YOUR ASSIGNMENT: All lines from the one holding "Target: garage door panel" down to the last line of the entries are to be reproduced exactly, with no other lines.

Dataset entries:
◆ ◆ ◆

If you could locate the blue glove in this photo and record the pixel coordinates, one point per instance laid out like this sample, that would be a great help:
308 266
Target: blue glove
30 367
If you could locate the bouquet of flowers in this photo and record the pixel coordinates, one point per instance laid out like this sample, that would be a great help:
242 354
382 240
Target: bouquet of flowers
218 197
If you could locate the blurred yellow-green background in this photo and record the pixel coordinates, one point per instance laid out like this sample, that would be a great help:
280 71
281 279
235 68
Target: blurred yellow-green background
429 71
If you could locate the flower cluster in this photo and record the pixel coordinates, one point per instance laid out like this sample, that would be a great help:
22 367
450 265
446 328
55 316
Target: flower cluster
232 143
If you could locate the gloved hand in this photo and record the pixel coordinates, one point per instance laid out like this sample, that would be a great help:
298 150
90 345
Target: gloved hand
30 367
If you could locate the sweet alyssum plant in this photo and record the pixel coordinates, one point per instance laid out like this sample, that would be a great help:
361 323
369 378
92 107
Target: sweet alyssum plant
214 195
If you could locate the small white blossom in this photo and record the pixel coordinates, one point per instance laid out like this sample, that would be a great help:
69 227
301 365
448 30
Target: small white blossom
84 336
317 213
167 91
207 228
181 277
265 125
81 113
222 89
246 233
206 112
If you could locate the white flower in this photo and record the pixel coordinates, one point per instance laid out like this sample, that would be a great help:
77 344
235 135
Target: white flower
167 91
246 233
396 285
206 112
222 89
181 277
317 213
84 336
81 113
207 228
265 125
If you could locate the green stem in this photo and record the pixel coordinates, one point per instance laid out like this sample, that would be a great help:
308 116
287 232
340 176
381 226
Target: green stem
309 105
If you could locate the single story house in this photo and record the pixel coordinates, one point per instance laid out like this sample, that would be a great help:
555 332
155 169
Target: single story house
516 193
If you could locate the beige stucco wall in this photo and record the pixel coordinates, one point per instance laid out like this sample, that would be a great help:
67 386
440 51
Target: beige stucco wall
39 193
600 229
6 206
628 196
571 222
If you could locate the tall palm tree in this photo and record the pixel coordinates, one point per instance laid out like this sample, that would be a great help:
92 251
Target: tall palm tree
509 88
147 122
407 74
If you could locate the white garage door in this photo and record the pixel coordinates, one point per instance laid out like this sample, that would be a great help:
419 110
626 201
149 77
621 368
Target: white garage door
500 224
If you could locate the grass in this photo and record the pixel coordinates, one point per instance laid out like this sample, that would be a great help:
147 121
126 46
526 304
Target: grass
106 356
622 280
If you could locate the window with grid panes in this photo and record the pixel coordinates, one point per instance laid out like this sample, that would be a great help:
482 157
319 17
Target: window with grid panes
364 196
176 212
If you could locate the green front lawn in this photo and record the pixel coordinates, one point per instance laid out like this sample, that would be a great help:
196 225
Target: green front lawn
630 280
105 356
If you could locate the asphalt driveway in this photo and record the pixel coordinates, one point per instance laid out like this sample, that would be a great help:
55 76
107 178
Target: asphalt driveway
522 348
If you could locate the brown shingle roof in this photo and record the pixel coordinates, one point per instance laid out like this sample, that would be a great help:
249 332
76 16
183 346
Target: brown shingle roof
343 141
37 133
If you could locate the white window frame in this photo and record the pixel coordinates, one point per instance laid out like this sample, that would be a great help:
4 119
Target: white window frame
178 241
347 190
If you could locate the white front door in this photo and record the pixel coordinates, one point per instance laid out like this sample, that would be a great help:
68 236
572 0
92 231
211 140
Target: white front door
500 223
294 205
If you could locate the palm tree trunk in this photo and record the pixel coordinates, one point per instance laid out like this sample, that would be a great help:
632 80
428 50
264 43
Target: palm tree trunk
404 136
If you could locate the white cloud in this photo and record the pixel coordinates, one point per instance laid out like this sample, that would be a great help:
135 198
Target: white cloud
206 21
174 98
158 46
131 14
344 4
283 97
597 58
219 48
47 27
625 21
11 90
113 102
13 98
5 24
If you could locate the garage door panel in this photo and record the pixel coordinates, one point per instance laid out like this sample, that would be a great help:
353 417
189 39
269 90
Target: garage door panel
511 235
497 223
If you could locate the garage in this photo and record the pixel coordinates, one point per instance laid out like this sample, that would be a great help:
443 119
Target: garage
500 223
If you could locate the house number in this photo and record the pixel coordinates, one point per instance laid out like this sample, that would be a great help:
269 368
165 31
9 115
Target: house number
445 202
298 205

◆ ◆ ◆

SOLVED PROBLEM:
Target: garage door panel
511 235
497 223
If you could locate the garage in this photo and record the pixel coordinates, one point per instance laid out like this sample, that would be a great help:
443 119
Target: garage
500 223
If you could locate the house number in this photo and record the pixel coordinates, one point per instance laid out like this sample, that would be a great help:
269 368
165 31
9 115
Target: house number
445 202
298 205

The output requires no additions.